Determine how many lines below hold the string "positive". Reply with the number alone.
*** Data under study ***
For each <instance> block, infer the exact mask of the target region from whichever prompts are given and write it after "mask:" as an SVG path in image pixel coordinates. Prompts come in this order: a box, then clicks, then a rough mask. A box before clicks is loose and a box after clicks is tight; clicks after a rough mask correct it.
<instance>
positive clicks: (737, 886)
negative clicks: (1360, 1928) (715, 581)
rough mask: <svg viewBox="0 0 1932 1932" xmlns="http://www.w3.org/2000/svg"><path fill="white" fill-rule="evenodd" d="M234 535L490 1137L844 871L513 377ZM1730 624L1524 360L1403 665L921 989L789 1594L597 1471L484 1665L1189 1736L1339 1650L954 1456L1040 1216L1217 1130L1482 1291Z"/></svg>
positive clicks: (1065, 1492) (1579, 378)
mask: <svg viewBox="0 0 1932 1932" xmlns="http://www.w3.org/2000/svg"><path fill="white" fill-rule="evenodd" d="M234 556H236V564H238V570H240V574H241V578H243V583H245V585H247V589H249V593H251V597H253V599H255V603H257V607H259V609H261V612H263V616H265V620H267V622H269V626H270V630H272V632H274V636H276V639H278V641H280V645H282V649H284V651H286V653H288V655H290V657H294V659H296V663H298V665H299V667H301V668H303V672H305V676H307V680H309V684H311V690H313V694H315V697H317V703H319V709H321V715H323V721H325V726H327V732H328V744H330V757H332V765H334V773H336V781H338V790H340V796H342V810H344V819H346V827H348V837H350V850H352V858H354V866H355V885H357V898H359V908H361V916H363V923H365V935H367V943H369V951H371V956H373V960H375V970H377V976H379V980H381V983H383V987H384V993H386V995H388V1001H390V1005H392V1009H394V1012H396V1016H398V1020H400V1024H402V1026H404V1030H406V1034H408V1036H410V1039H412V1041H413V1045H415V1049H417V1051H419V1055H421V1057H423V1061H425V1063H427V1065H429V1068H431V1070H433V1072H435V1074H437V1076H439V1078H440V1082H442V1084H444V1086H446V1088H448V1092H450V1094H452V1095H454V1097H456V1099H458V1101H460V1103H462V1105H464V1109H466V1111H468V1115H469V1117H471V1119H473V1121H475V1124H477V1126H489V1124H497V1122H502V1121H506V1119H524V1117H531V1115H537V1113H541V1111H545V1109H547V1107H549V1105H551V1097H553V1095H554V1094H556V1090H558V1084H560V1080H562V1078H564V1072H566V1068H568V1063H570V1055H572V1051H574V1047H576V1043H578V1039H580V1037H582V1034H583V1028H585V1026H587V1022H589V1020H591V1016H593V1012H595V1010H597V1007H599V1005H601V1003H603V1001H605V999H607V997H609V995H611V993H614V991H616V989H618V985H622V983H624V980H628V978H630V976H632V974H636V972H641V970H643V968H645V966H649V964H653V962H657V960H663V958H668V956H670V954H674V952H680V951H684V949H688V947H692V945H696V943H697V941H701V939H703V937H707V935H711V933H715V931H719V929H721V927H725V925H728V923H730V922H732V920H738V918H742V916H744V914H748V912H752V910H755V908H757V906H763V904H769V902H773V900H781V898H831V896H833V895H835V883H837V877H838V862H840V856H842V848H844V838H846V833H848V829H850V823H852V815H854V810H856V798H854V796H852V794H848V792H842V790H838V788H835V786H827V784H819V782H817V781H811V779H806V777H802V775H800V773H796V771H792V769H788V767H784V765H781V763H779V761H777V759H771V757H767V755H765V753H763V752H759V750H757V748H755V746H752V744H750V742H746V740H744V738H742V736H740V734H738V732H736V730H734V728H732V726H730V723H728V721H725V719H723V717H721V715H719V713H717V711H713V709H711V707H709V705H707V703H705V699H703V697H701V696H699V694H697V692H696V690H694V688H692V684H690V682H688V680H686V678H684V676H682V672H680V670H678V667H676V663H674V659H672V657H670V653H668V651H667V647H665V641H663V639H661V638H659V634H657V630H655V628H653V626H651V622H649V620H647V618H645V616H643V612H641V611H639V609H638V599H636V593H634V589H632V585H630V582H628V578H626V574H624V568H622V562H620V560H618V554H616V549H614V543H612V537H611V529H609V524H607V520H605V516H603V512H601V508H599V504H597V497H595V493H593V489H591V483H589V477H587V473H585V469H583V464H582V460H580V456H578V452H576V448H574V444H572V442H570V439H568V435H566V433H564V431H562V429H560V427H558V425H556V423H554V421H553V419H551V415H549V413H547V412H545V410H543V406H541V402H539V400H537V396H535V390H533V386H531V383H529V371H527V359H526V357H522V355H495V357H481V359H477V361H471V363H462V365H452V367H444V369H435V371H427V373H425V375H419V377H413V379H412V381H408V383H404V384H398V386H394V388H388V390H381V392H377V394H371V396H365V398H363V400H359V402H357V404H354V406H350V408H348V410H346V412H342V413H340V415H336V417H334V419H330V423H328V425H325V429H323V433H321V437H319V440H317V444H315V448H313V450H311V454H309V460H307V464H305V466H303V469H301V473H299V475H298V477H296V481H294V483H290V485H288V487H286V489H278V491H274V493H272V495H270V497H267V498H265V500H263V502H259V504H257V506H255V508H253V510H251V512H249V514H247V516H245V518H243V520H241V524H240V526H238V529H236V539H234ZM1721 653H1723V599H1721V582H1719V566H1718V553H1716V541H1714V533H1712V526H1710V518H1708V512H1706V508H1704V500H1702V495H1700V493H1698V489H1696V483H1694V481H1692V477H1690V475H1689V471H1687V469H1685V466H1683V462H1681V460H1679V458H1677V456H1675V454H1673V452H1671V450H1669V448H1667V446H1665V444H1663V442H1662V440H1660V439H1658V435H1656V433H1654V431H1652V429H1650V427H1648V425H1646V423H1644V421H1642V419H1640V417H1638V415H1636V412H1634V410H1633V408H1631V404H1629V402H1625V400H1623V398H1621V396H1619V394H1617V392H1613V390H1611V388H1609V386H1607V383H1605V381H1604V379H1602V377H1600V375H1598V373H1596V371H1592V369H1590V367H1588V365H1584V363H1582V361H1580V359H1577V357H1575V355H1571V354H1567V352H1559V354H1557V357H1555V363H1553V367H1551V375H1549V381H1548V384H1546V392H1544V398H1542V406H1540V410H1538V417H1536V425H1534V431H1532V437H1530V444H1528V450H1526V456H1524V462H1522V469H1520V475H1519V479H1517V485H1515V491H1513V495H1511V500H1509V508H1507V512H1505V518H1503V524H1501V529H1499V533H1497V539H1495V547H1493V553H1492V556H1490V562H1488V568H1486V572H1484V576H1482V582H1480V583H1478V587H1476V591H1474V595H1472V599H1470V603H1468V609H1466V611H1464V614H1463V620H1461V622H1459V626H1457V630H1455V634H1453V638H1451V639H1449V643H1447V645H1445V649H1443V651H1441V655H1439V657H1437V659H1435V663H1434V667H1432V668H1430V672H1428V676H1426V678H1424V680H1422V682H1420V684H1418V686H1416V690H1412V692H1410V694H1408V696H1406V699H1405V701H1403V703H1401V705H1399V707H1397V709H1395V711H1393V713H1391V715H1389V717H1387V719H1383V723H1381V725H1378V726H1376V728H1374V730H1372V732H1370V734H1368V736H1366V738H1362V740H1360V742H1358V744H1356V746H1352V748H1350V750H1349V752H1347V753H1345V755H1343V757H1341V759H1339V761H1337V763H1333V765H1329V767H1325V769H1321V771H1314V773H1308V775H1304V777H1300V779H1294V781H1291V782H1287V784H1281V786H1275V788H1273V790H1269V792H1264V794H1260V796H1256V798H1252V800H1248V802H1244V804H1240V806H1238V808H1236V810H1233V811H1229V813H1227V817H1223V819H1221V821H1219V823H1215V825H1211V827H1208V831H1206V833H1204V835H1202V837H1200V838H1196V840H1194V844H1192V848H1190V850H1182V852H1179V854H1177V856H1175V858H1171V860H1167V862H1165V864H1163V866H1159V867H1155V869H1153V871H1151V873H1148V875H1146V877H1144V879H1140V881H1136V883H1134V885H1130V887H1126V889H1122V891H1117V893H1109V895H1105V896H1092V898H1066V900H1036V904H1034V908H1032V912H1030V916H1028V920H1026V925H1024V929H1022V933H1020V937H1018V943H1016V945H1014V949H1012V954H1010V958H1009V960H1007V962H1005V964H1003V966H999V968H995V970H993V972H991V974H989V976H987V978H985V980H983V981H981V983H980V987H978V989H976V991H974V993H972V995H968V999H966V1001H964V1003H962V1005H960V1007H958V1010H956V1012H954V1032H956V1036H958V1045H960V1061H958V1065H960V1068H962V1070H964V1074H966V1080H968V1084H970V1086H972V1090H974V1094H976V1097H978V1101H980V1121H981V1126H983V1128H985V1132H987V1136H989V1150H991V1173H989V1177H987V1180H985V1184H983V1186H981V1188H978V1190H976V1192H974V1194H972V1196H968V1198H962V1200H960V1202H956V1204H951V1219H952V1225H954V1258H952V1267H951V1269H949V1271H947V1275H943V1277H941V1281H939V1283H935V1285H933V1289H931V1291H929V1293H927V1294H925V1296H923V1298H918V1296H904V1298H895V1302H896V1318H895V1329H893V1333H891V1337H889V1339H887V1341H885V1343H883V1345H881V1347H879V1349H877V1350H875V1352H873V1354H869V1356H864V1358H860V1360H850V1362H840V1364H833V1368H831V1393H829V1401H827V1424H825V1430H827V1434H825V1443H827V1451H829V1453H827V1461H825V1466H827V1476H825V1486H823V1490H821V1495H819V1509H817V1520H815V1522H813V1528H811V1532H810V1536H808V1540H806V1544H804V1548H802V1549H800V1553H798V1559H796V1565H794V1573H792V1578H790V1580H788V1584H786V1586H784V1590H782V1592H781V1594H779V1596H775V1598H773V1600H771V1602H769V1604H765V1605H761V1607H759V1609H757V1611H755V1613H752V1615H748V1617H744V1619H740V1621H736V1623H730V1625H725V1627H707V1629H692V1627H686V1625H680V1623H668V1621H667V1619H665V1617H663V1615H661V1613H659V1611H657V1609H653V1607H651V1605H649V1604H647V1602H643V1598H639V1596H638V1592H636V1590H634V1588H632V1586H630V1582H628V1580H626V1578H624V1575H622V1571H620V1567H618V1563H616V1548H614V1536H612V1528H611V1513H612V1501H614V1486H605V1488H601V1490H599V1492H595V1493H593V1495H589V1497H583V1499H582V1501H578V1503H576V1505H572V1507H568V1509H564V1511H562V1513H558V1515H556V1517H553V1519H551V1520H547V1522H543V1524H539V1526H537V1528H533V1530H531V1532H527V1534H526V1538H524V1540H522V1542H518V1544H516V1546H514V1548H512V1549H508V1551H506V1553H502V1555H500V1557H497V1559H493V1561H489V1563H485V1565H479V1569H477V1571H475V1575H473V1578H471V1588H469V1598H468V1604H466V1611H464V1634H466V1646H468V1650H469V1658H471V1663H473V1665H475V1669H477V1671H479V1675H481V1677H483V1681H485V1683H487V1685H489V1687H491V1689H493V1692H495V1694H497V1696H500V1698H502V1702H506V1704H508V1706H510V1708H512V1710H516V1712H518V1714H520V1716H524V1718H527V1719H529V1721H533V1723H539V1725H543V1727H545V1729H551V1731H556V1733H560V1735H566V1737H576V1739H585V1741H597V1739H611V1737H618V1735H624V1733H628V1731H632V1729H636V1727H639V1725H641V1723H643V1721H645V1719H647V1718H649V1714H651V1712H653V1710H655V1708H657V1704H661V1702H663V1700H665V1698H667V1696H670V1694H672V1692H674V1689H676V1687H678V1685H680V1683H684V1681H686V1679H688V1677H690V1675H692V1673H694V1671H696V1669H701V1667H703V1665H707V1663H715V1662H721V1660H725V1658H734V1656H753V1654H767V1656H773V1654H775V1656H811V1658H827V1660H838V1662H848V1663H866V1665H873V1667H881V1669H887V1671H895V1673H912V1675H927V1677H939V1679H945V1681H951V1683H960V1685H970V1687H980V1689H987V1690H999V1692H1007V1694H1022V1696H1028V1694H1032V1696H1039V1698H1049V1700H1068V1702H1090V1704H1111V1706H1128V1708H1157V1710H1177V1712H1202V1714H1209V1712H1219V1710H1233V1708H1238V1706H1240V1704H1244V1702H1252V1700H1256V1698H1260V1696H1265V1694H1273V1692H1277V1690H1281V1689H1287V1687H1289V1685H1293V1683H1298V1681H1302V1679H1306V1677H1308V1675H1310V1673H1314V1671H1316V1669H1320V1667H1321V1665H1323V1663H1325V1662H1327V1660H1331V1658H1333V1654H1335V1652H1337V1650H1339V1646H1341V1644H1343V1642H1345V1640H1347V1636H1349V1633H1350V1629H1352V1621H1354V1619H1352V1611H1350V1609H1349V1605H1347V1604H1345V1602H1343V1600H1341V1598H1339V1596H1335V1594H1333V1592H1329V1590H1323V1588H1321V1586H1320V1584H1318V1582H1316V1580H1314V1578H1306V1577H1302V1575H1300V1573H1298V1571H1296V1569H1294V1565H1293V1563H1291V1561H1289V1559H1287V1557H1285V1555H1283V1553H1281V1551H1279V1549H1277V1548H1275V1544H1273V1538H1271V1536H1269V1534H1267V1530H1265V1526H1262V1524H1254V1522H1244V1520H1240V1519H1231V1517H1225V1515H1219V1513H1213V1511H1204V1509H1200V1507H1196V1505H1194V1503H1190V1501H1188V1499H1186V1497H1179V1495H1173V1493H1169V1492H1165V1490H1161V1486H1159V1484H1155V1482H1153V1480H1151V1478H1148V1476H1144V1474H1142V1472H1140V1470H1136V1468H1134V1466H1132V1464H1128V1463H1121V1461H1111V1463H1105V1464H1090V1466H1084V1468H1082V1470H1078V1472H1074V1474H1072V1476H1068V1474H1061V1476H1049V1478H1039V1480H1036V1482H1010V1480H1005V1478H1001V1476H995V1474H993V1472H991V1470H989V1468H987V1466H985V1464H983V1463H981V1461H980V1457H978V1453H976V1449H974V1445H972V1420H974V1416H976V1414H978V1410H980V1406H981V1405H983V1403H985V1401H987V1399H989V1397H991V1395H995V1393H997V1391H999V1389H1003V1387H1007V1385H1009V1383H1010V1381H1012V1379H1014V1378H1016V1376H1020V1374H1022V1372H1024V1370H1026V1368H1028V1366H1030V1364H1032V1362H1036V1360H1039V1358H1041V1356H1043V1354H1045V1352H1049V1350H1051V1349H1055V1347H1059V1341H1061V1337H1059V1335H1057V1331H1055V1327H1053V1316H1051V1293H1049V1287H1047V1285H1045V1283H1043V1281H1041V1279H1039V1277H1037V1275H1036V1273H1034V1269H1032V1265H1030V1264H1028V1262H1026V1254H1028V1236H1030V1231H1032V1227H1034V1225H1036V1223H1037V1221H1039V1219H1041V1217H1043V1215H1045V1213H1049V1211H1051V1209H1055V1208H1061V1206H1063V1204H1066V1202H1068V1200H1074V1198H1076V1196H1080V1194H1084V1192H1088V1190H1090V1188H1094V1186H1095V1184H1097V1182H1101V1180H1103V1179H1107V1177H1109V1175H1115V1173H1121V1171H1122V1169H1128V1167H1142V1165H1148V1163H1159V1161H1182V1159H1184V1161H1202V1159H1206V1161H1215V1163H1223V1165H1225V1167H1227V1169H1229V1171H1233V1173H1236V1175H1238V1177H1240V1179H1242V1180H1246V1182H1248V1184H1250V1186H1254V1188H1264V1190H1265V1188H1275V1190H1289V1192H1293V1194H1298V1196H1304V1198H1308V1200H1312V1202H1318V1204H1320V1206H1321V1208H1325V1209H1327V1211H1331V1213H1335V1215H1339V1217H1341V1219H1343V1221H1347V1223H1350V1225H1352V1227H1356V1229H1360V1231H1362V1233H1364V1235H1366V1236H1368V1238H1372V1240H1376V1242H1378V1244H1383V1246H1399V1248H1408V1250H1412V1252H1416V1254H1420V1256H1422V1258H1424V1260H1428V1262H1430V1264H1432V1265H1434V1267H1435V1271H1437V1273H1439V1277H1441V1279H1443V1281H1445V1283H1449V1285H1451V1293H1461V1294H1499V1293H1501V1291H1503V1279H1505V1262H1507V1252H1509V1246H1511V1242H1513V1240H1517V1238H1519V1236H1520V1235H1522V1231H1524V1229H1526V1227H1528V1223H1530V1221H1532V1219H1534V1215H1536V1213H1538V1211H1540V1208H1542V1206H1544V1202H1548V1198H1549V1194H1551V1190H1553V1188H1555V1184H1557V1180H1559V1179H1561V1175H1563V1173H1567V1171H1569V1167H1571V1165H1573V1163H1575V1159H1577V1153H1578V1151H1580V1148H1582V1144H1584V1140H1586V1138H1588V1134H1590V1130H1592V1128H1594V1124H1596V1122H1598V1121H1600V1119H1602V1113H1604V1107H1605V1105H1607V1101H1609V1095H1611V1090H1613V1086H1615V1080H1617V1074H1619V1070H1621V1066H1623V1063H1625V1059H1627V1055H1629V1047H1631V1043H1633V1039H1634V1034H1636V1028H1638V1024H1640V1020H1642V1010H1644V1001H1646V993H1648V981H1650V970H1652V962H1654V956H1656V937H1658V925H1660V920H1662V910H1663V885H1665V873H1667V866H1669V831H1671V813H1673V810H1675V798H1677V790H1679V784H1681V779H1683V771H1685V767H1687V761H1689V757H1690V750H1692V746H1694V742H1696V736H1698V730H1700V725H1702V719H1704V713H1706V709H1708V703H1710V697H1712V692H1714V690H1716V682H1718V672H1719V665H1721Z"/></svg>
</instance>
*** End of Data under study ***
• **Response below**
2